**Consignes**
(1) Dans le texte sur l'école Montessori d'Hermaville, entre quels montants mensuels s'étagent les frais de scolarité ?
(2) Extrayez du texte sur l'école Montessori d'Hermaville le passage situé entre « Par Sylvain Marcelli » et « privé hors contrat(1). », bornes incluses.

**Texte présenté**
= = = = =
Privé hors contrat : comment des parents ont créé une école Montessori dans le Pas-de-Calais (4/5)

Par Sylvain Marcelli

Soucieux de proposer une éducation alternative à leurs enfants, des parents ont ouvert leur propre école Montessori à Hermaville, près d’Arras (Pas-de-Calais), après cinq ans de travail. “Nous n’avons pas eu de bâtons dans les roues mais nous n’avons pas non plus été aidés”, confie Guillemette Abraham, présidente de la structure. L’école primaire ne signera pas de contrat d’association avec l’État : elle tient à sa “liberté”, notamment pour recruter ses éducateurs. Contrepartie de cette indépendance, les frais de scolarité s’étagent entre 200 € et 330 € par mois. Les écoles se réclamant de la pédagogie Montessori connaissent une “montée en puissance”, selon leur fédération nationale, qui en référence une petite centaine. AEF publie le quatrième volet de son enquête sur l’enseignement privé hors contrat(1).

Les enfants de l’École Montessori de l’Artois bénéficient d’une grande autonomie dans leurs apprentissages.

  1. Ma.

Il leur aura fallu cinq ans pour créer leur école. À la rentrée 2015, un collectif de parents ouvre deux classes Montessori à Hermaville, un petit village situé à une quinzaine de kilomètres d’Arras. “Si on nous avait dit tout le chemin qu’il fallait parcourir avant d’ouvrir, je ne sais pas si nous nous serions lancés”, explique Guillemette Abraham, présidente de cette école hors contrat sous statut associatif. “Nous n’avons pas eu de bâtons dans les roues mais nous n’avons pas non plus été aidés”, ajoute-t-elle.
= = = = =
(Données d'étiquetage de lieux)
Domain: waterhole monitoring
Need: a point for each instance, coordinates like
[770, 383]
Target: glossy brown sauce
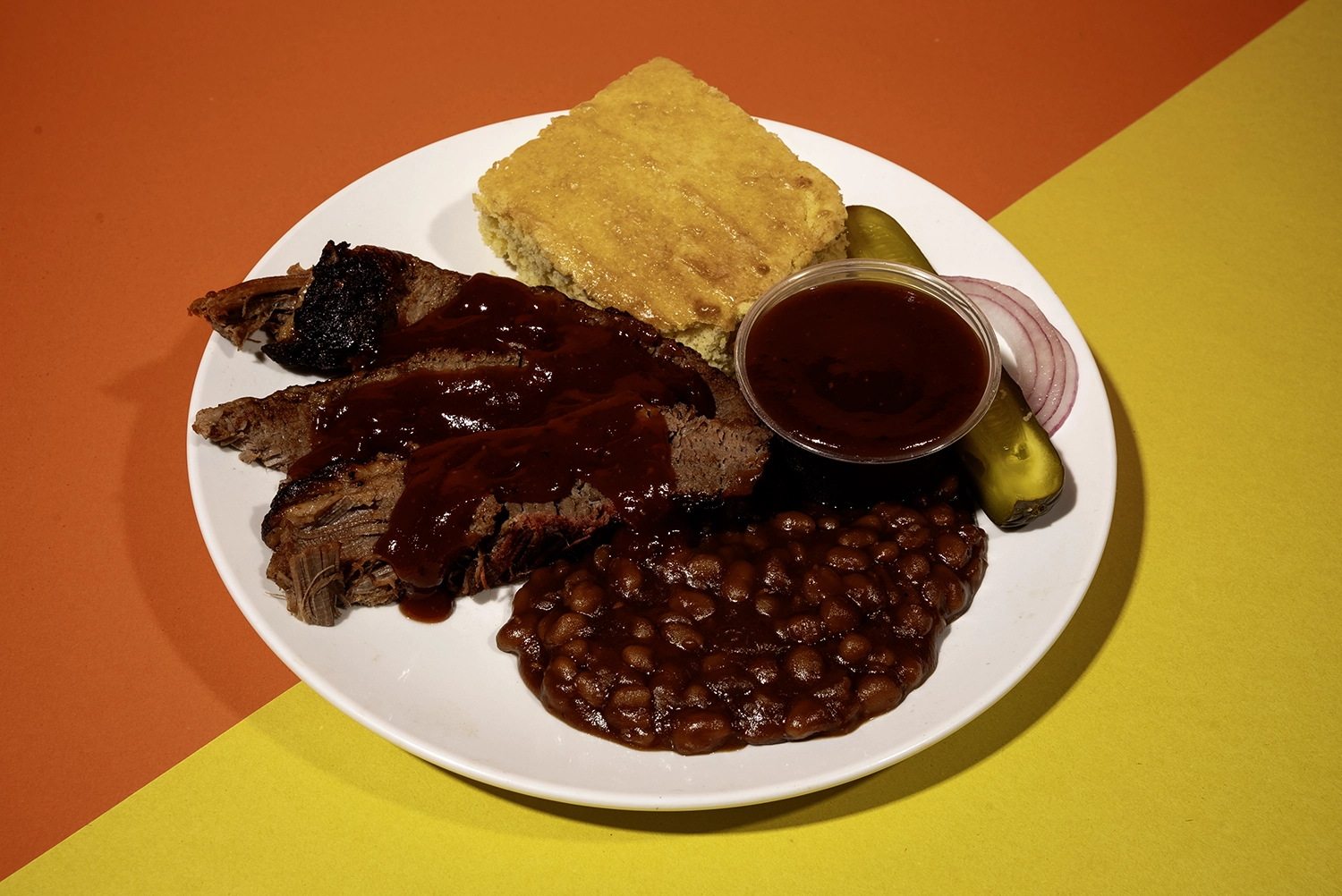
[907, 375]
[582, 407]
[427, 606]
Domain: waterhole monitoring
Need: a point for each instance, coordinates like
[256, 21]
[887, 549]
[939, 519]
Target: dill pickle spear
[1012, 461]
[1008, 455]
[875, 235]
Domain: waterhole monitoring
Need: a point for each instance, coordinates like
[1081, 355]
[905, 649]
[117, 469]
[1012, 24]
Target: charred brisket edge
[521, 537]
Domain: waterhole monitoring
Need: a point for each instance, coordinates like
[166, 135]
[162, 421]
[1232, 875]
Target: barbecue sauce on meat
[582, 405]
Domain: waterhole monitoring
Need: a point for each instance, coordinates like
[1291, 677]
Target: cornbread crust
[662, 199]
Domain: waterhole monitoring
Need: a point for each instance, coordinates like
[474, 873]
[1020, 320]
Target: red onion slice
[1046, 367]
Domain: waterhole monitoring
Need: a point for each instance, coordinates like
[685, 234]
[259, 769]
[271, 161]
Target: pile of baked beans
[804, 624]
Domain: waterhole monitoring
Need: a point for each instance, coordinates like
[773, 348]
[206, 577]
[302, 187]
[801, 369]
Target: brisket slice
[322, 528]
[276, 431]
[325, 318]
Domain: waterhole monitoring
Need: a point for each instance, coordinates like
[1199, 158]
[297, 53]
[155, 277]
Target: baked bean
[856, 538]
[794, 520]
[839, 614]
[913, 536]
[775, 574]
[760, 719]
[641, 628]
[564, 630]
[803, 628]
[638, 656]
[807, 716]
[914, 619]
[585, 598]
[764, 668]
[697, 695]
[625, 577]
[804, 664]
[819, 584]
[705, 571]
[945, 590]
[682, 636]
[703, 731]
[590, 689]
[517, 632]
[878, 694]
[847, 558]
[952, 550]
[564, 670]
[666, 686]
[914, 566]
[863, 590]
[697, 605]
[800, 625]
[768, 605]
[854, 648]
[738, 582]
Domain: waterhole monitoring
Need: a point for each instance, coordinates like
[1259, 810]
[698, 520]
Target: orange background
[152, 152]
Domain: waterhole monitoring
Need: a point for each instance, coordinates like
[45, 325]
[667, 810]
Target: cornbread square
[663, 199]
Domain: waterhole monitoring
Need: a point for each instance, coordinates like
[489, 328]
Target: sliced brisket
[329, 525]
[325, 318]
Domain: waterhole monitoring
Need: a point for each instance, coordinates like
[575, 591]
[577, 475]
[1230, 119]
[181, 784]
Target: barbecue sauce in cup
[867, 361]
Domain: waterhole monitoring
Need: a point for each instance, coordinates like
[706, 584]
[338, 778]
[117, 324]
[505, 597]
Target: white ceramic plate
[447, 694]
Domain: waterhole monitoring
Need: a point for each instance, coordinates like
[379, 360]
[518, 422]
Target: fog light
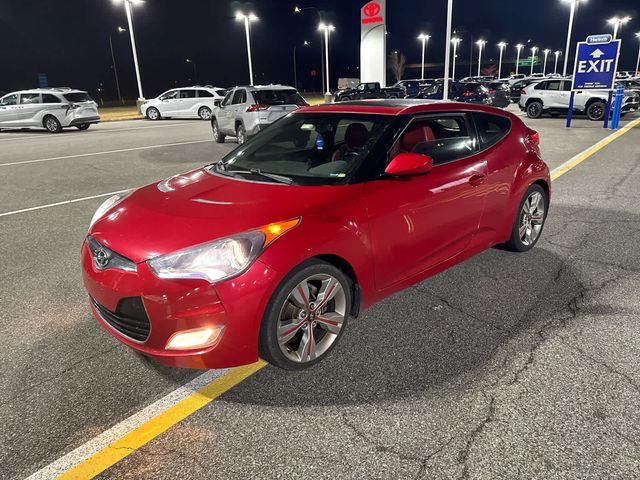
= = = = =
**Réponses**
(1) Entre 200 € et 330 € par mois.

(2)
Par Sylvain Marcelli

Soucieux de proposer une éducation alternative à leurs enfants, des parents ont ouvert leur propre école Montessori à Hermaville, près d’Arras (Pas-de-Calais), après cinq ans de travail. “Nous n’avons pas eu de bâtons dans les roues mais nous n’avons pas non plus été aidés”, confie Guillemette Abraham, présidente de la structure. L’école primaire ne signera pas de contrat d’association avec l’État : elle tient à sa “liberté”, notamment pour recruter ses éducateurs. Contrepartie de cette indépendance, les frais de scolarité s’étagent entre 200 € et 330 € par mois. Les écoles se réclamant de la pédagogie Montessori connaissent une “montée en puissance”, selon leur fédération nationale, qui en référence une petite centaine. AEF publie le quatrième volet de son enquête sur l’enseignement privé hors contrat(1).